Problem requirements: Return each of the items below verbatim, line for line.

Raw data:

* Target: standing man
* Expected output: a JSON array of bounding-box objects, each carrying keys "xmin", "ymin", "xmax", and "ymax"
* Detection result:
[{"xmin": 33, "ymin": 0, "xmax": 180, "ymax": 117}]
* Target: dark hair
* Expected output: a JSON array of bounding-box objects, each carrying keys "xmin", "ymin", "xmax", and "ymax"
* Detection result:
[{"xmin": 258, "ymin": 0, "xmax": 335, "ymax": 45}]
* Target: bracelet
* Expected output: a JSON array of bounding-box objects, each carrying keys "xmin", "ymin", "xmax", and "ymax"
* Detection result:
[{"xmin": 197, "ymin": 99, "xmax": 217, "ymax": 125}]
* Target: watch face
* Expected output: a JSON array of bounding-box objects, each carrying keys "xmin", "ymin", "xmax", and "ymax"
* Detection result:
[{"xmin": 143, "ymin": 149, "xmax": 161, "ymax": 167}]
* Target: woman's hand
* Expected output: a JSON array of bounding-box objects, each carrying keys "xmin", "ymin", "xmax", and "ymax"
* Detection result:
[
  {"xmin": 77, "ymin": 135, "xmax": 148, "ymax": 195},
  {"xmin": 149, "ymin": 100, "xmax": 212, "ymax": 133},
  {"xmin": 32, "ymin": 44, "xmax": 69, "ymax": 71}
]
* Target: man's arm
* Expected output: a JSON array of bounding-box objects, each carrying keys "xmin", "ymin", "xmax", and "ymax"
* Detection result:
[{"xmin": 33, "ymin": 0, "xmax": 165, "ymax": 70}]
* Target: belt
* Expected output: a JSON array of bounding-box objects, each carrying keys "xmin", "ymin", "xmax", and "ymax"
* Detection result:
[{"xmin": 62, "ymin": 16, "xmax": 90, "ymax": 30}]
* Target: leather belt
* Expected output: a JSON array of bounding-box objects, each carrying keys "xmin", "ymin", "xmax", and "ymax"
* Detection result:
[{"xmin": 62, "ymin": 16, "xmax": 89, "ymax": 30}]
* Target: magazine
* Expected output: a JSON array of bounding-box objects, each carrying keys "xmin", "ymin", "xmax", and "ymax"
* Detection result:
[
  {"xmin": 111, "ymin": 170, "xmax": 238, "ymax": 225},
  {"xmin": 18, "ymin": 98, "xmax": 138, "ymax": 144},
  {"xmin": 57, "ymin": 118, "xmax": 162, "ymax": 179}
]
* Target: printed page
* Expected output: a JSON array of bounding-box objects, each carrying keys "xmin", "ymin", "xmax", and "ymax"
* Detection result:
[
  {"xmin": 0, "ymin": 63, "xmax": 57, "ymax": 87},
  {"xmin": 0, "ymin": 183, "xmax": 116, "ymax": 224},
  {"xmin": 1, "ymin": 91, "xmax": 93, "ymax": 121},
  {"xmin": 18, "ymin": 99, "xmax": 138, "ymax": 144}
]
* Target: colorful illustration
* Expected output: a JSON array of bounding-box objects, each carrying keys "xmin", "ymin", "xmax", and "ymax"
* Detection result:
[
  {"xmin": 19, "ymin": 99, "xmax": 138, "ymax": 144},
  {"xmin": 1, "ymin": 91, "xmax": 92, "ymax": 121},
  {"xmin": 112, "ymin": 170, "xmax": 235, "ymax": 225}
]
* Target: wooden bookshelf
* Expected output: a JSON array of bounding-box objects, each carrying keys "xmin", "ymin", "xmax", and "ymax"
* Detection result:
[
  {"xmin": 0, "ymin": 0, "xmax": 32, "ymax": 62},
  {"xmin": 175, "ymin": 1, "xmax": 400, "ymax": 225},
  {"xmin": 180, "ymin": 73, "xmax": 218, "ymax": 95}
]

Response:
* Target: standing man
* Expected output: a JSON array of bounding-box objects, each carrying keys "xmin", "ymin", "xmax", and "ymax"
* Detection result:
[{"xmin": 33, "ymin": 0, "xmax": 180, "ymax": 117}]
* Target: dark hair
* Expected output: a JSON array of bounding-box objects, each carrying keys "xmin", "ymin", "xmax", and "ymax"
* Detection result:
[{"xmin": 258, "ymin": 0, "xmax": 335, "ymax": 45}]
* Target: bracelet
* Expected output: a JSON array of bounding-box objects, each carrying keys "xmin", "ymin", "xmax", and "ymax"
* Detection result:
[{"xmin": 197, "ymin": 99, "xmax": 217, "ymax": 125}]
* Target: watch face
* Expected output: a JSON array of bounding-box objects, each carrying keys "xmin", "ymin", "xmax", and "ymax"
* Detection result:
[{"xmin": 143, "ymin": 149, "xmax": 161, "ymax": 167}]
* Target: woman's hand
* Expected output: a JSON array of bounding-box objects, each carrying keys "xmin", "ymin", "xmax", and "ymax"
* Detection result:
[
  {"xmin": 77, "ymin": 135, "xmax": 148, "ymax": 195},
  {"xmin": 149, "ymin": 100, "xmax": 212, "ymax": 133},
  {"xmin": 32, "ymin": 44, "xmax": 69, "ymax": 71}
]
* Target: man's arm
* Expected output: a JSON array of bounding-box objects, each carrying keys "xmin", "ymin", "xmax", and "ymax"
* Detection result:
[{"xmin": 33, "ymin": 0, "xmax": 165, "ymax": 70}]
* Target: belt
* Expected output: a JSON array of bounding-box objects, each carrying keys "xmin", "ymin", "xmax", and "ymax"
* Detection result:
[{"xmin": 62, "ymin": 16, "xmax": 90, "ymax": 30}]
* Target: leather belt
* Expected output: a JSON array of bounding-box objects, each carrying keys "xmin", "ymin", "xmax", and "ymax"
* Detection result:
[{"xmin": 62, "ymin": 16, "xmax": 89, "ymax": 30}]
* Target: magazine
* Expected output: a JSON array of bounding-box objects, each carrying keys "xmin", "ymin", "xmax", and "ymax"
* Detection result:
[
  {"xmin": 111, "ymin": 170, "xmax": 238, "ymax": 225},
  {"xmin": 18, "ymin": 98, "xmax": 138, "ymax": 144},
  {"xmin": 57, "ymin": 118, "xmax": 162, "ymax": 179}
]
* Target: printed page
* Expected output: a JSON array of bounding-box objects, each carrying keys "xmin", "ymin", "xmax", and "ymax"
* Detection result:
[
  {"xmin": 0, "ymin": 63, "xmax": 57, "ymax": 87},
  {"xmin": 0, "ymin": 183, "xmax": 116, "ymax": 224},
  {"xmin": 1, "ymin": 91, "xmax": 93, "ymax": 121},
  {"xmin": 18, "ymin": 99, "xmax": 138, "ymax": 144}
]
* Target: colorful illustration
* Expected output: a JSON array of bounding-box objects, each carrying keys "xmin", "ymin", "xmax", and "ymax"
* Detection result:
[
  {"xmin": 19, "ymin": 99, "xmax": 138, "ymax": 144},
  {"xmin": 1, "ymin": 91, "xmax": 92, "ymax": 121},
  {"xmin": 112, "ymin": 170, "xmax": 235, "ymax": 225}
]
* Target: wooden bookshelf
* Expected output: a JSON array of bounding-box objects, each carrying keys "xmin", "ymin", "xmax", and "ymax"
* Detection result:
[
  {"xmin": 0, "ymin": 0, "xmax": 32, "ymax": 62},
  {"xmin": 175, "ymin": 1, "xmax": 400, "ymax": 225},
  {"xmin": 180, "ymin": 73, "xmax": 218, "ymax": 95}
]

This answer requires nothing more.